- 出典:
--*--

前:漁船チャーター孤島脱出計画、および松浦亜弥万能論 中国廃墟潜入編⑥ - 今夜はいやほい
バスにのり、宿まで戻ることにした。古くて小さな灰色の公共バスは地元の人々でぱんぱんになっていた。よそ者の僕たちは運転手と助手席の間の曖昧なスペースに詰め込まれた。しばらくバスに揺られていると、現地の漁師のおじちゃんが大量の魚をむき出しの状態で持ち運んできた。
魚のにおいがバスに立ち込めた。おっちゃんの細かいことは気にせず、奔放に大胆なところがすばらしいなあと感心した。事故が起きて魚が散乱したら大惨事だなあとかそんなことを考えながら、荒い道をぐんぐん進むバスに揺られた。
疲れて腹も減っていたので、夕飯を食べることにした。宿の近くの浜の周りに、何店か飲食店があったのを目にしていたので、そこで探してみようということになった。
「はらがへったな」
僕は、いかにも中華的なエネルギーの塊のようなものがたべたかった。それはかなしいほどに切実な空腹だった。
「腹減りましたね…でもこのへんの店ほとんど閉まってますね……」
加藤が先頭を切って店を探した。しかし、11月の浜周辺はオフシーズンなのか、開いている店はほとんどなかった。哀し気にさびれた季節外れの浜を男4人でもそもそと歩いた。
「あ、あそこあいてそうですよ」
山田が100メートルほど先を指をさした。

--*--

- 課題の指示:
上の文章について答えてください。
(a) バスに乗ってきた漁師のおじちゃんは、何をどのような状態で持ち込みましたか。
(b) 浜の周辺で開いている店がほとんどなかったのは何月のことですか。
(c) 山田は開いていそうな店をどのくらい先に指さしましたか。

- データ抜粋:
--*--

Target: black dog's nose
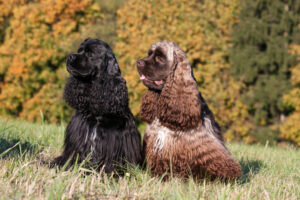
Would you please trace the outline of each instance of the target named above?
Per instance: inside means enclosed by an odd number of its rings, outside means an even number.
[[[74,54],[69,54],[69,55],[68,55],[68,58],[67,58],[67,61],[68,61],[69,63],[72,63],[72,62],[74,62],[75,59],[76,59],[76,55],[74,55]]]
[[[137,61],[137,66],[138,67],[145,67],[145,61],[143,61],[142,59]]]

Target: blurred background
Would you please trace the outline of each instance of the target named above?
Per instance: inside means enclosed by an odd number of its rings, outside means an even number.
[[[136,60],[175,41],[228,141],[300,146],[300,0],[0,0],[2,120],[66,123],[66,55],[106,41],[138,114]]]

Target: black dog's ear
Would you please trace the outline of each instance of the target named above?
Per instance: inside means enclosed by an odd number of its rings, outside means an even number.
[[[67,58],[67,70],[72,74],[73,76],[79,76],[79,77],[87,77],[89,76],[93,69],[88,66],[80,66],[77,65],[74,67],[73,63],[78,61],[78,55],[77,54],[69,54]]]
[[[107,52],[106,54],[106,63],[107,63],[107,73],[111,76],[120,76],[121,71],[117,59],[112,52]]]

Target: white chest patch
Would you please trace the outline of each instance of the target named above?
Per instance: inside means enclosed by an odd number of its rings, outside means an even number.
[[[91,153],[93,153],[93,151],[95,150],[95,146],[96,146],[95,139],[96,139],[96,136],[97,136],[97,127],[95,126],[93,128],[93,131],[92,131],[91,135],[90,135]]]
[[[157,137],[153,148],[154,152],[160,152],[162,150],[165,143],[166,135],[167,131],[165,129],[159,130],[157,132]]]

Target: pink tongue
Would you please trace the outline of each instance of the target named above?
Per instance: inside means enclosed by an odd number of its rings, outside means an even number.
[[[157,84],[157,85],[163,84],[163,81],[162,81],[162,80],[160,80],[160,81],[154,81],[154,82],[155,82],[155,84]]]
[[[144,75],[142,75],[141,77],[140,77],[140,80],[144,80],[146,77],[144,76]]]

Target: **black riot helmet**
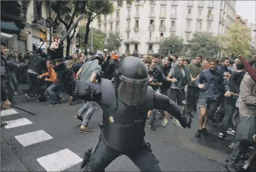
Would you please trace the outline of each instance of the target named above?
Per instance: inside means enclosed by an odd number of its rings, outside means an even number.
[[[92,58],[92,60],[94,60],[95,59],[98,59],[99,65],[100,65],[103,62],[103,53],[99,50],[97,50],[95,52],[94,54],[93,55],[93,57]]]
[[[145,63],[139,58],[122,59],[114,73],[114,85],[122,102],[138,106],[146,99],[150,75]]]

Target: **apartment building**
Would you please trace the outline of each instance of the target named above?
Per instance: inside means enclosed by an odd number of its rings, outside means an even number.
[[[24,3],[22,1],[18,1],[18,2],[20,4]],[[48,44],[50,43],[50,30],[46,27],[45,24],[46,19],[50,17],[49,4],[45,1],[31,1],[27,5],[26,7],[27,10],[26,12],[23,11],[23,17],[15,16],[12,13],[8,14],[10,17],[10,22],[8,22],[9,24],[12,22],[13,26],[18,26],[19,22],[16,21],[19,20],[24,25],[22,27],[18,27],[19,28],[16,28],[16,33],[9,33],[12,36],[9,37],[11,38],[7,40],[7,44],[11,52],[18,51],[19,52],[25,53],[27,50],[30,51],[35,50],[37,48],[36,46],[40,42],[40,38],[46,40]],[[7,13],[8,11],[5,11],[5,12],[8,14]],[[1,11],[1,14],[2,14],[2,11]],[[52,11],[52,14],[51,17],[54,20],[54,26],[52,28],[52,38],[61,37],[65,33],[66,31],[63,29],[64,28],[62,27],[62,24],[56,18],[56,14]],[[14,20],[13,17],[17,18],[16,20]],[[5,17],[4,19],[6,21],[8,20],[7,17]],[[2,21],[2,16],[1,16],[1,21]],[[64,44],[63,54],[66,55],[66,41],[64,41]],[[75,44],[72,43],[70,46],[70,54],[74,53],[75,51]]]
[[[236,1],[136,1],[115,8],[93,27],[107,36],[119,33],[123,40],[120,53],[153,54],[171,34],[186,43],[197,32],[224,34],[234,21]]]

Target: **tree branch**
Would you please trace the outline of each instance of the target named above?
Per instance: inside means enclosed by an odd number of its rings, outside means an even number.
[[[78,8],[79,2],[78,1],[77,1],[76,2],[76,7],[75,7],[75,9],[74,10],[74,12],[73,12],[72,17],[71,17],[71,19],[70,19],[70,22],[69,24],[69,28],[70,28],[70,27],[71,26],[71,24],[72,24],[73,20],[74,20],[74,17],[75,17],[76,12],[77,11],[77,8]]]

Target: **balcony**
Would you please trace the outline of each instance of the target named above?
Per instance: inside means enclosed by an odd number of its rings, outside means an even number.
[[[159,26],[159,31],[165,31],[166,27],[165,26]]]
[[[56,27],[56,29],[52,31],[52,36],[53,37],[61,37],[62,35],[62,31],[58,27]]]
[[[160,18],[166,18],[166,13],[161,13],[159,16]]]
[[[126,15],[126,19],[127,20],[131,20],[131,15]]]
[[[193,7],[193,1],[188,1],[187,2],[187,7]]]
[[[178,1],[172,1],[171,6],[178,6]]]
[[[32,26],[39,30],[45,29],[46,27],[46,19],[39,15],[35,15]]]
[[[177,14],[173,14],[170,16],[170,19],[177,19]]]
[[[203,1],[201,1],[201,2],[199,2],[197,4],[197,7],[198,8],[203,8],[204,7],[204,2]]]
[[[139,27],[138,26],[135,26],[134,28],[133,28],[133,30],[135,31],[135,32],[138,32],[139,31]]]
[[[154,31],[155,30],[155,26],[150,24],[148,26],[148,30],[149,31]]]
[[[191,20],[192,19],[192,15],[188,14],[187,17],[186,17],[186,19],[187,20]]]
[[[148,17],[155,18],[156,17],[156,15],[155,15],[155,14],[150,13],[150,15],[148,16]]]
[[[111,30],[111,29],[110,29],[109,30],[109,34],[113,34],[113,30]]]
[[[214,20],[214,15],[207,15],[206,20],[207,21],[212,21]]]
[[[110,23],[111,23],[112,22],[113,22],[113,18],[111,18],[109,19],[109,22]]]
[[[156,5],[155,1],[150,1],[150,5]]]
[[[208,8],[214,8],[214,3],[209,3],[208,4]]]
[[[160,5],[162,6],[167,5],[167,1],[160,1]]]
[[[175,27],[170,27],[170,32],[175,32],[176,31],[176,28]]]
[[[140,1],[136,1],[135,2],[135,6],[139,6],[141,5],[141,3]]]
[[[147,50],[146,52],[146,53],[148,54],[154,54],[154,50]]]
[[[125,28],[125,32],[131,32],[131,28],[130,27]]]
[[[137,19],[137,18],[140,18],[140,14],[136,14],[134,16],[134,18],[135,18],[135,19]]]
[[[192,32],[192,30],[191,28],[186,28],[186,30],[185,31],[185,32],[186,33],[191,33]]]
[[[116,22],[119,22],[120,21],[120,16],[116,17],[116,18],[115,18],[115,21],[116,21]]]
[[[103,23],[104,24],[106,24],[106,23],[107,23],[107,22],[106,22],[106,19],[104,19],[104,20],[102,21],[102,22],[103,22]]]

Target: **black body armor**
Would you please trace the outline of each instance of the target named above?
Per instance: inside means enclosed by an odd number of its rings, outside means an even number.
[[[136,151],[143,143],[147,114],[154,106],[153,90],[148,87],[146,101],[138,106],[128,106],[116,96],[113,81],[102,79],[103,133],[105,143],[125,153]]]

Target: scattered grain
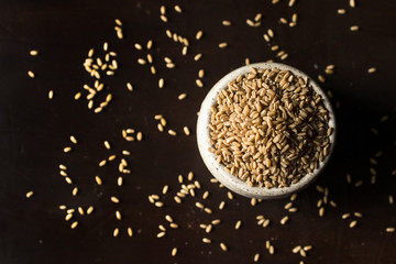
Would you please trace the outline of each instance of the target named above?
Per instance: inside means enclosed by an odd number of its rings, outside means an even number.
[[[219,44],[219,47],[220,47],[220,48],[224,48],[224,47],[227,47],[227,46],[228,46],[228,43],[227,43],[227,42],[222,42],[222,43]]]
[[[75,222],[72,223],[70,228],[72,228],[72,229],[75,229],[75,228],[77,228],[77,226],[78,226],[78,222],[75,221]]]
[[[356,227],[356,224],[358,224],[358,221],[356,221],[356,220],[353,220],[353,221],[350,223],[350,228],[354,228],[354,227]]]

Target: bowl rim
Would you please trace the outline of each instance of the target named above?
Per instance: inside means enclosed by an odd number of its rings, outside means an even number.
[[[324,160],[319,163],[319,167],[315,169],[312,173],[305,175],[297,184],[293,184],[288,187],[282,187],[282,188],[271,188],[267,189],[265,187],[258,187],[258,186],[249,186],[246,182],[235,177],[234,175],[228,173],[226,170],[226,167],[221,164],[219,164],[216,161],[216,155],[211,152],[209,152],[209,147],[211,147],[210,143],[210,135],[209,135],[209,121],[211,116],[211,106],[216,103],[216,99],[218,94],[228,87],[228,84],[237,79],[238,76],[246,74],[251,70],[251,68],[277,68],[280,70],[289,70],[295,76],[302,77],[309,81],[312,89],[319,94],[323,100],[323,105],[326,109],[329,112],[329,127],[333,129],[332,134],[330,135],[330,148],[328,155],[324,157]],[[320,88],[320,86],[308,75],[302,73],[301,70],[292,67],[289,65],[279,64],[279,63],[255,63],[242,66],[240,68],[237,68],[226,76],[223,76],[215,86],[209,90],[208,95],[204,99],[201,103],[201,108],[199,111],[199,117],[197,121],[197,143],[198,143],[198,150],[199,153],[204,160],[205,165],[208,167],[209,172],[213,175],[215,178],[217,178],[221,184],[223,184],[227,188],[233,190],[237,194],[240,194],[245,197],[250,198],[257,198],[257,199],[277,199],[283,198],[293,195],[294,193],[297,193],[305,187],[307,187],[309,184],[311,184],[319,174],[323,170],[326,165],[328,164],[334,148],[334,142],[336,142],[336,133],[337,133],[337,125],[336,125],[336,116],[334,111],[331,107],[330,100],[327,97],[326,92]]]

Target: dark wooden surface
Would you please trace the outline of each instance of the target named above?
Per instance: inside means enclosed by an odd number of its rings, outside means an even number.
[[[173,10],[179,4],[183,13]],[[294,8],[287,1],[273,6],[266,1],[1,1],[0,3],[0,263],[252,263],[261,253],[261,263],[298,263],[304,257],[293,254],[297,244],[312,244],[304,260],[306,263],[396,263],[395,233],[386,233],[387,227],[396,226],[396,208],[387,202],[388,195],[396,196],[395,168],[395,67],[396,2],[393,0],[358,0],[351,9],[346,0],[298,1]],[[167,7],[169,22],[160,20],[160,6]],[[345,8],[348,13],[337,14]],[[246,19],[263,13],[260,28],[246,25]],[[290,19],[298,13],[298,25],[279,24],[280,16]],[[114,34],[114,19],[123,21],[124,40]],[[222,20],[233,25],[221,25]],[[351,25],[361,30],[350,32]],[[337,119],[338,142],[331,164],[316,183],[330,190],[329,198],[337,208],[326,206],[326,215],[318,216],[317,200],[322,197],[315,186],[298,195],[295,206],[298,212],[287,212],[283,207],[288,199],[263,201],[255,207],[250,200],[234,195],[227,198],[227,189],[210,183],[196,145],[195,124],[197,111],[206,92],[224,74],[242,66],[244,58],[252,63],[275,59],[263,40],[267,29],[275,31],[274,44],[289,53],[285,63],[300,68],[316,78],[326,65],[334,64],[336,74],[327,76],[324,90],[333,94],[332,102],[339,101]],[[182,56],[182,45],[168,40],[169,29],[190,40],[187,56]],[[205,32],[201,41],[195,40],[198,30]],[[154,65],[157,75],[150,74],[148,66],[138,65],[136,59],[146,51],[136,52],[134,43],[154,41]],[[92,85],[82,68],[90,47],[100,50],[109,42],[118,53],[120,68],[113,77],[106,77],[106,90],[113,101],[103,112],[96,114],[87,109],[86,100],[73,99],[84,84]],[[218,43],[229,47],[219,50]],[[38,50],[37,57],[29,56],[30,50]],[[202,53],[199,62],[194,55]],[[177,67],[167,69],[163,57],[174,59]],[[377,73],[369,75],[371,66]],[[197,72],[205,68],[205,87],[195,85]],[[36,78],[26,76],[33,70]],[[157,88],[157,79],[166,85]],[[130,92],[125,82],[135,90]],[[54,99],[47,99],[53,89]],[[187,92],[188,98],[177,100]],[[102,95],[103,96],[103,95]],[[168,129],[178,132],[176,138],[156,130],[154,114],[162,113],[168,120]],[[380,122],[383,116],[387,122]],[[182,128],[188,125],[193,135],[185,136]],[[121,130],[134,128],[144,133],[142,142],[125,142]],[[371,132],[375,128],[378,135]],[[63,147],[72,145],[68,138],[76,135],[79,143],[70,153]],[[108,140],[112,148],[106,150]],[[124,186],[117,186],[120,175],[117,164],[102,168],[98,163],[110,154],[131,151],[127,157],[131,175],[124,176]],[[383,151],[377,165],[370,157]],[[59,175],[58,164],[66,164],[74,185],[67,185]],[[377,172],[377,183],[370,184],[370,167]],[[182,205],[173,200],[180,188],[177,175],[193,170],[202,188],[197,197],[186,198]],[[353,184],[363,180],[359,188],[345,182],[352,175]],[[97,186],[95,176],[105,184]],[[156,208],[147,200],[152,194],[161,194],[164,185],[169,193],[162,196],[166,204]],[[79,194],[72,196],[78,186]],[[34,196],[25,198],[29,190]],[[207,215],[195,207],[204,190],[210,191],[205,205],[213,209]],[[121,199],[119,205],[111,196]],[[227,201],[223,210],[218,206]],[[64,220],[59,205],[85,209],[94,206],[91,216],[75,213],[77,229]],[[123,219],[117,220],[120,210]],[[359,211],[354,229],[344,212]],[[157,239],[158,224],[166,224],[165,215],[172,215],[180,226],[168,230]],[[264,215],[272,223],[263,229],[255,217]],[[290,220],[280,226],[288,215]],[[198,226],[221,219],[213,231],[206,234]],[[240,230],[234,230],[242,220]],[[127,227],[134,229],[134,237],[127,237]],[[112,237],[120,228],[118,238]],[[212,240],[204,244],[204,237]],[[271,240],[275,254],[265,250]],[[224,242],[229,252],[222,252]],[[174,246],[179,249],[170,256]]]

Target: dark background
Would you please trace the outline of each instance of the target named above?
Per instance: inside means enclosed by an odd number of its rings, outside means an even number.
[[[160,20],[160,6],[167,7],[168,23]],[[173,10],[179,4],[183,13]],[[0,2],[0,263],[251,263],[261,253],[262,263],[298,263],[301,257],[293,254],[297,244],[311,244],[306,263],[396,263],[395,233],[386,233],[387,227],[396,226],[395,205],[387,201],[396,195],[395,169],[395,67],[396,57],[396,2],[393,0],[356,0],[351,9],[346,0],[297,0],[293,8],[287,1],[277,4],[265,1],[1,1]],[[337,9],[345,8],[340,15]],[[260,28],[246,25],[246,19],[263,13]],[[280,16],[290,20],[298,13],[298,24],[289,28],[279,24]],[[123,22],[124,40],[117,38],[114,19]],[[232,21],[223,26],[222,20]],[[351,32],[351,25],[360,31]],[[333,94],[338,142],[333,157],[316,184],[330,190],[329,198],[337,208],[326,206],[326,215],[319,218],[317,200],[322,194],[315,186],[298,195],[295,206],[298,212],[284,209],[288,199],[263,201],[255,207],[250,199],[234,195],[227,198],[227,189],[210,183],[196,145],[195,124],[197,111],[210,87],[224,74],[244,64],[275,59],[263,40],[267,29],[275,31],[273,44],[280,45],[289,54],[285,63],[316,78],[328,64],[336,65],[336,73],[326,76],[324,90]],[[182,44],[167,38],[165,30],[188,37],[189,53],[182,56]],[[195,40],[198,30],[204,31],[200,41]],[[153,40],[150,52],[157,69],[151,75],[147,65],[136,63],[147,51],[138,52],[134,43],[145,45]],[[87,109],[87,101],[74,100],[82,85],[92,86],[94,79],[82,67],[88,50],[101,50],[109,42],[118,53],[120,68],[116,76],[105,77],[106,90],[113,100],[103,112],[97,114]],[[228,42],[220,50],[218,43]],[[29,51],[38,50],[32,57]],[[202,53],[199,62],[194,55]],[[176,63],[167,69],[163,57]],[[377,73],[369,75],[369,67]],[[195,85],[197,72],[206,69],[205,87]],[[33,70],[36,78],[28,77]],[[164,77],[166,85],[158,89],[157,80]],[[134,85],[128,91],[125,84]],[[48,100],[48,90],[54,90]],[[188,98],[177,100],[187,92]],[[107,92],[100,95],[105,97]],[[82,91],[82,95],[86,95]],[[161,113],[168,121],[167,129],[178,132],[176,138],[156,130],[154,116]],[[386,122],[380,122],[383,116]],[[188,125],[190,136],[183,134]],[[142,142],[127,142],[121,130],[134,128],[142,131]],[[375,135],[371,129],[380,133]],[[63,153],[72,145],[69,135],[79,143],[70,153]],[[112,148],[106,150],[108,140]],[[99,168],[98,163],[110,154],[127,157],[131,175],[124,176],[124,185],[117,186],[117,163]],[[377,165],[370,157],[383,151]],[[119,161],[119,160],[118,160]],[[68,166],[74,185],[67,185],[59,175],[58,164]],[[377,172],[377,183],[370,184],[370,167]],[[180,188],[177,175],[193,170],[202,188],[197,197],[185,198],[182,205],[173,200]],[[359,188],[345,182],[352,175],[353,184],[363,180]],[[95,184],[100,175],[102,186]],[[162,196],[166,204],[156,208],[147,200],[152,194],[161,194],[169,185],[169,193]],[[72,196],[78,186],[79,194]],[[29,190],[34,196],[25,198]],[[207,215],[195,207],[205,190],[210,197],[204,204],[213,209]],[[111,196],[121,199],[119,205]],[[227,201],[220,211],[218,205]],[[66,222],[68,208],[85,209],[94,206],[90,216],[75,213]],[[117,220],[120,210],[123,219]],[[364,215],[354,229],[341,215],[359,211]],[[165,215],[172,215],[180,226],[168,230],[157,239],[158,224],[166,226]],[[263,229],[255,217],[264,215],[272,223]],[[290,220],[280,226],[284,216]],[[213,231],[206,234],[198,226],[221,219]],[[70,223],[78,220],[77,229]],[[234,230],[242,220],[240,230]],[[127,237],[127,227],[134,229],[133,238]],[[118,238],[112,237],[120,228]],[[212,240],[204,244],[204,237]],[[271,240],[275,254],[265,250]],[[224,242],[229,252],[222,252]],[[170,251],[177,246],[176,257]]]

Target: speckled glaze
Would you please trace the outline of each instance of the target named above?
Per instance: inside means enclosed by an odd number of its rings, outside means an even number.
[[[211,106],[216,105],[216,98],[218,97],[218,94],[227,88],[228,84],[237,79],[238,76],[243,75],[245,73],[249,73],[250,69],[254,68],[278,68],[282,70],[289,70],[296,76],[300,76],[302,78],[308,78],[309,84],[312,86],[314,90],[319,94],[323,99],[323,105],[329,111],[329,127],[333,129],[333,133],[330,135],[330,150],[328,156],[319,164],[319,167],[311,174],[306,175],[302,177],[297,184],[290,185],[289,187],[284,188],[264,188],[264,187],[250,187],[245,182],[239,179],[238,177],[231,175],[224,169],[224,166],[219,164],[216,161],[216,155],[211,152],[209,152],[210,144],[210,138],[209,138],[209,121],[210,121],[210,114],[211,114]],[[200,155],[204,160],[204,163],[210,170],[210,173],[227,188],[235,191],[237,194],[240,194],[245,197],[250,198],[257,198],[257,199],[277,199],[283,198],[293,195],[294,193],[297,193],[305,187],[307,187],[310,183],[314,182],[318,177],[318,175],[323,170],[324,166],[327,165],[333,147],[334,147],[334,140],[336,140],[336,118],[333,109],[331,108],[330,101],[327,98],[326,94],[322,91],[322,89],[319,87],[317,82],[315,82],[311,78],[309,78],[306,74],[302,72],[278,63],[256,63],[246,65],[243,67],[240,67],[224,77],[222,77],[208,92],[207,97],[205,98],[201,109],[198,117],[197,122],[197,141],[198,141],[198,148],[200,152]]]

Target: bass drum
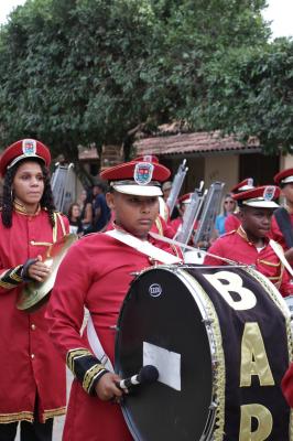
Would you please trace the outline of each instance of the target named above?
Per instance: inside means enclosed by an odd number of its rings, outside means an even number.
[[[252,269],[141,272],[120,311],[115,367],[127,378],[154,365],[159,380],[123,400],[133,439],[290,440],[280,383],[291,344],[283,299]]]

--*--

- 課題の解答:
(a) 大量の魚を、むき出しの状態で持ち込んだ。
(b) 11月。
(c) 100メートルほど先。